Rewrite the lines of the items as a numbered list, starting at the line that contains "-- sample [76,302]." and continuing through the final line of the items. Omit any blank lines.

Object location annotation data
---
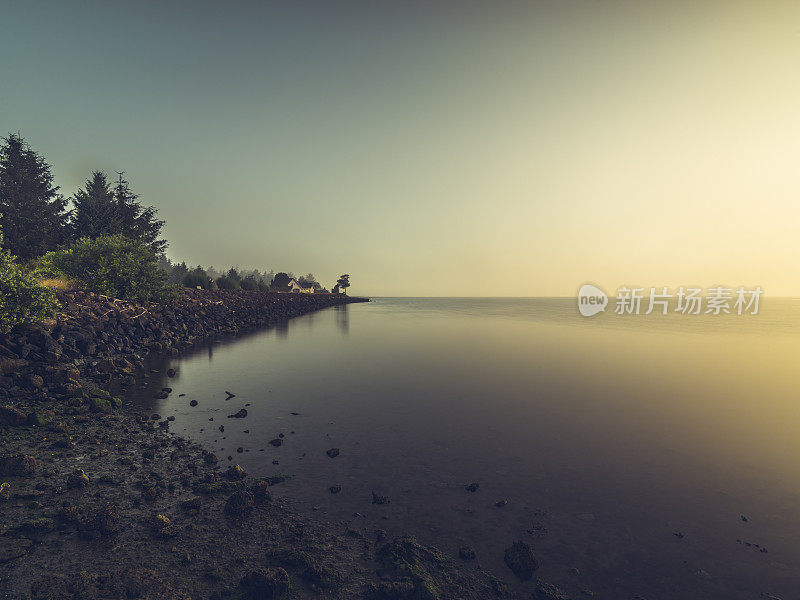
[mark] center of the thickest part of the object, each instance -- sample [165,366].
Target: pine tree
[34,214]
[136,221]
[94,213]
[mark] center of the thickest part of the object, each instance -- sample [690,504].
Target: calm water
[606,435]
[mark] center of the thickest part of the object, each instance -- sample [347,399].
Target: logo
[591,300]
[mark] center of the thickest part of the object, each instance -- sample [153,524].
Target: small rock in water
[520,559]
[376,499]
[466,553]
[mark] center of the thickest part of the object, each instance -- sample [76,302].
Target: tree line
[37,220]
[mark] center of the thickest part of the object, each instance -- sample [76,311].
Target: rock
[520,559]
[192,504]
[376,499]
[11,548]
[77,479]
[466,553]
[104,521]
[41,418]
[262,584]
[235,473]
[20,465]
[548,591]
[261,492]
[239,502]
[12,416]
[163,526]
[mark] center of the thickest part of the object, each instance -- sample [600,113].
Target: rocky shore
[99,501]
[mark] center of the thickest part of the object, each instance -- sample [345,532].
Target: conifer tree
[34,214]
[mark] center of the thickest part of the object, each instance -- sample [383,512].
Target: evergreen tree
[94,213]
[33,212]
[136,221]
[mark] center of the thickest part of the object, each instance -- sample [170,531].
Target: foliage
[198,278]
[22,299]
[228,283]
[94,213]
[250,283]
[280,282]
[343,282]
[33,212]
[134,220]
[112,265]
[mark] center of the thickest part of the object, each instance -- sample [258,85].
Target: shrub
[112,265]
[22,299]
[249,283]
[227,283]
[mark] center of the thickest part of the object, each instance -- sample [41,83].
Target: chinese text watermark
---
OUTPUT FOR THIS TASK:
1. [mark] center of the thickest part of the object, each instance -- sample [76,302].
2. Target: tree line
3. [37,220]
4. [mark] center of the thickest part of the object, each instance -- sample [76,311].
5. Target: rock
6. [520,559]
7. [192,504]
8. [376,499]
9. [11,548]
10. [77,479]
11. [466,553]
12. [104,521]
13. [41,418]
14. [262,584]
15. [235,473]
16. [20,465]
17. [548,591]
18. [261,492]
19. [239,502]
20. [12,416]
21. [163,526]
22. [mark] center of the thickest part of the object, each instance -- sample [600,113].
23. Target: rocky shore
24. [99,501]
25. [mark] center of the thickest part of the object, each instance -- sample [345,532].
26. Target: conifer tree
27. [34,214]
28. [mark] center of the thickest part of the object, each instance -- sample [383,512].
29. Target: evergreen tree
30. [94,213]
31. [33,212]
32. [136,221]
33. [mark] center of the thickest part of the object, each instance -- sample [170,531].
34. Target: foliage
35. [198,278]
36. [22,299]
37. [228,283]
38. [94,213]
39. [250,283]
40. [280,282]
41. [343,282]
42. [33,212]
43. [134,220]
44. [112,265]
45. [mark] center of the thickest part of the object, each instance -- sample [258,85].
46. Target: shrub
47. [112,265]
48. [22,299]
49. [249,283]
50. [227,283]
51. [mark] center of the thickest part of the object, each instance -- sample [41,83].
52. Target: chinese text watermark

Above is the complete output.